THE TASK: Update these lines by swapping "red wheel hub" for "chrome wheel hub", leaving everything else unchanged.

SOURCE DATA:
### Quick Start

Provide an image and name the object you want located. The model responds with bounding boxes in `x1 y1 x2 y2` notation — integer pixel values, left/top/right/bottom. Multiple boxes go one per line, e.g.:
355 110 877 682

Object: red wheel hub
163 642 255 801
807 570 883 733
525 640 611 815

COMPLETED EXERCISE:
### Quick Start

Provide an image and name the object you want located. The model responds with bounding boxes in `x1 y1 x2 y2` notation — integer pixel values, left/top/right/bottom. Multiple boxes go one per line, e.g.:
355 110 877 682

Object: chrome wheel hub
163 642 255 801
807 570 883 733
525 640 611 815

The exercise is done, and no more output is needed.